** INFORMATION SUPPLIED follows **
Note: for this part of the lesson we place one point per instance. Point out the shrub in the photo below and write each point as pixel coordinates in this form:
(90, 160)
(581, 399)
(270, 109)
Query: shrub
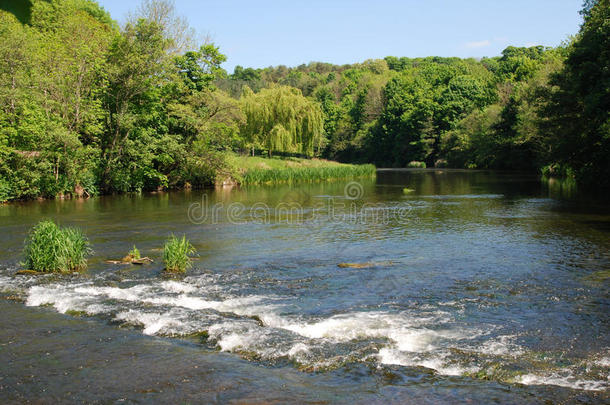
** End of INFORMATION SUPPLIED **
THE PROBLEM -
Since the copy should hold text only, set down each record exactly and leave the pictures out.

SOLVED EXERCISE -
Note: for this part of the lesson we place one point per instance. Point out the shrub in the photo below and write each point as pixel coordinates in this form:
(90, 160)
(581, 399)
(270, 109)
Query: shrub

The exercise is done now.